The problem: Copy out all the records below with "keypoint" changed to "marker" everywhere, keeping every other word the same, and leave out the pictures.

— Start The input —

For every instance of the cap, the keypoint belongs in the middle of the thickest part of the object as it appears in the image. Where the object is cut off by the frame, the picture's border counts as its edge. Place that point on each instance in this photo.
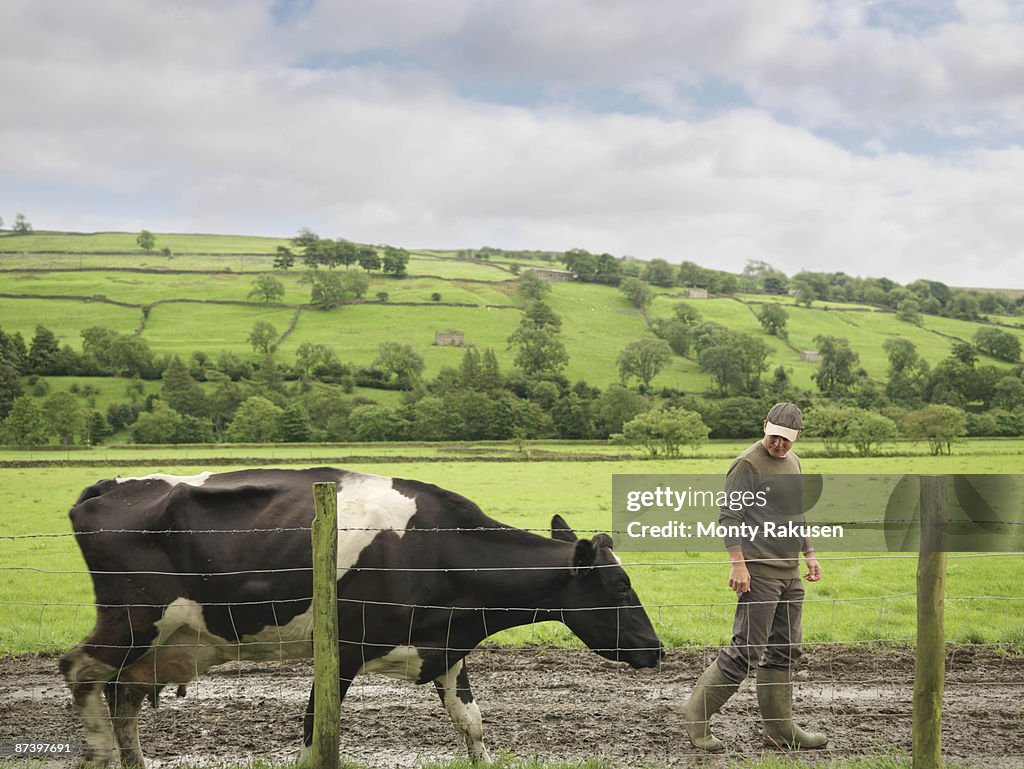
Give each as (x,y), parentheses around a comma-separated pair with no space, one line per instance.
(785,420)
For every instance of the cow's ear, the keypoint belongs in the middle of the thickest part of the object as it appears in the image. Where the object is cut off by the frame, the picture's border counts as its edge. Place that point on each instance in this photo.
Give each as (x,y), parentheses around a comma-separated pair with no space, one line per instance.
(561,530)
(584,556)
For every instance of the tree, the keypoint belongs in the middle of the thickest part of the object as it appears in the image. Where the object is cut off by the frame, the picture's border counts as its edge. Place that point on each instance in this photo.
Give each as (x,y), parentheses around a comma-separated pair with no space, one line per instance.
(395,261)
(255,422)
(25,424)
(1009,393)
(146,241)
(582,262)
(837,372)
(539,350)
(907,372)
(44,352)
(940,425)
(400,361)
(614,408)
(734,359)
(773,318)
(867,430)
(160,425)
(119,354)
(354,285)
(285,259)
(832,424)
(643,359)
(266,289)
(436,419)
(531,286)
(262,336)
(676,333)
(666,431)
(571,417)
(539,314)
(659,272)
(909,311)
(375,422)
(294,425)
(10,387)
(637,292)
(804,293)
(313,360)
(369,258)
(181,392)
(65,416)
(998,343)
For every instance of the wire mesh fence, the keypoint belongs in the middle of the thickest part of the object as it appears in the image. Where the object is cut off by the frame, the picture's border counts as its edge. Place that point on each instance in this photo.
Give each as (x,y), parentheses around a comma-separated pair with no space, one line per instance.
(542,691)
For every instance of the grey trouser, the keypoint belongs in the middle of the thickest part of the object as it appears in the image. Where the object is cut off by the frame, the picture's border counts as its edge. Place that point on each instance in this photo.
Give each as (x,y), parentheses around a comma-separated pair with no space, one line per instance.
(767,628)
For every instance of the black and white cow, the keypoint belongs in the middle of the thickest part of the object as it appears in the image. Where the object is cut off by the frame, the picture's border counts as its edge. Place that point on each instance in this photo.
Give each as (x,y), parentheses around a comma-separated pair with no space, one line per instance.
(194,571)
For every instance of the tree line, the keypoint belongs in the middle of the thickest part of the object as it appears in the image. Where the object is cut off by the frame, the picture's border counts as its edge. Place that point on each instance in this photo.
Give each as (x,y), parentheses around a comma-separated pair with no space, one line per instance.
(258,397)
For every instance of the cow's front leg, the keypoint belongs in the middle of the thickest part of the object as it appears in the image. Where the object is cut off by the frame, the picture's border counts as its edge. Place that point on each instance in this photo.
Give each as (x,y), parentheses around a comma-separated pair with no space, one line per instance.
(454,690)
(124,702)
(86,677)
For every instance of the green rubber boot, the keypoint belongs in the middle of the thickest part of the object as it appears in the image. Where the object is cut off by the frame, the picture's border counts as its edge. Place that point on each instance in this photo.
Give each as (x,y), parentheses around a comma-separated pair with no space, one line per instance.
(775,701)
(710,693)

— End The input —

Response to this task:
For every instance of the cap, the marker belongs in the middle of the thickest part of the object as it appears in the image. Where the object is cut off by the frame, the picture's border counts as its edge. Place that point on each instance in this photo.
Give each as (x,y), parentheses around a comma-separated pair with no space, one line per instance.
(785,420)
For every instance of the cow's ear, the marker belongs in the middle of the thickest part of the object as it appears in the image. Where the object is cut off by the frame, the picture's border counts as its edge. Place that point on each instance in this photo.
Give each as (x,y), parentheses around a comma-separated pair with no space, one line per instance.
(561,530)
(584,556)
For every instance of the tree, the marker belongs in the middle of the thickest part of the object as it appears in the image. Where the object is cut off by the frame, the picture's border counts as its edge. Place that point on each instance in this photo.
Give each as (x,y), parentheses around a comma-separated pair with no space, one line per instance.
(395,261)
(255,422)
(25,424)
(1009,393)
(146,241)
(582,262)
(837,372)
(539,350)
(907,372)
(44,352)
(940,425)
(400,361)
(614,408)
(734,359)
(773,318)
(867,430)
(160,425)
(119,354)
(354,285)
(285,259)
(832,424)
(643,359)
(266,289)
(436,419)
(531,286)
(262,336)
(676,333)
(666,431)
(571,417)
(539,314)
(659,272)
(909,311)
(375,422)
(294,425)
(10,387)
(637,292)
(804,293)
(313,360)
(369,258)
(181,392)
(65,416)
(998,343)
For every instance of the wire mesh fence, the marker belongs in the middle of the thickest part of the object as it appears in the image. Where the object is cut off by the frame, the picture's border counts as its edge. Place that point on each instance in this photo.
Give each as (x,y), parentheses around a comma-separated pair with no space, one line per instance.
(542,691)
For every instance of the grey trouser, the marker belongs in the middle of the thickest part of the object as it appears in the image. Where the object is cut off by the frame, the picture's border counts as its edge. Place that point on each instance in this photo.
Give each as (x,y), parentheses around a comma-separated pair with no space, one line per instance.
(767,628)
For every instance of the black and white cow, the marker belongs in the middle of the thickest part of the object as it appears in the image. Where the object is cut off by the frame, the picture's border counts as its edge. Place that point on each instance in this photo.
Give each as (x,y), parentheses around a comma-separated pair with no space, one line per instance.
(194,571)
For every instance of the tree line, the marker belongs in the middle of the thickest part of the object as it appears in the image. Where the object is cut off by the frame, the picture's border counts as its edge. Place that point on each instance in this photo.
Give each as (x,y), parentheses around a comma-separated pair with no space, one line per instance.
(258,397)
For every instance of the cow's front leg, the marker belongs in the middle of the thickest part of the object as it appears in the image. Where the object is cut off by the frame, the picture's border counts as its edge. Place that point on each instance in this photo.
Give each as (x,y), parentheses around a comma-separated pair with no space, one line per instance.
(454,690)
(124,702)
(86,677)
For every instance of the green rubber boot, the marker belongs in the middle of the thickest part of the object as it appears in the image. Where the object is cut off by the frame, the picture's border counts as its edge. Place that point on each instance in this photo.
Give each as (x,y), parentheses around a comma-separated pair with no space, one line per instance.
(775,701)
(710,693)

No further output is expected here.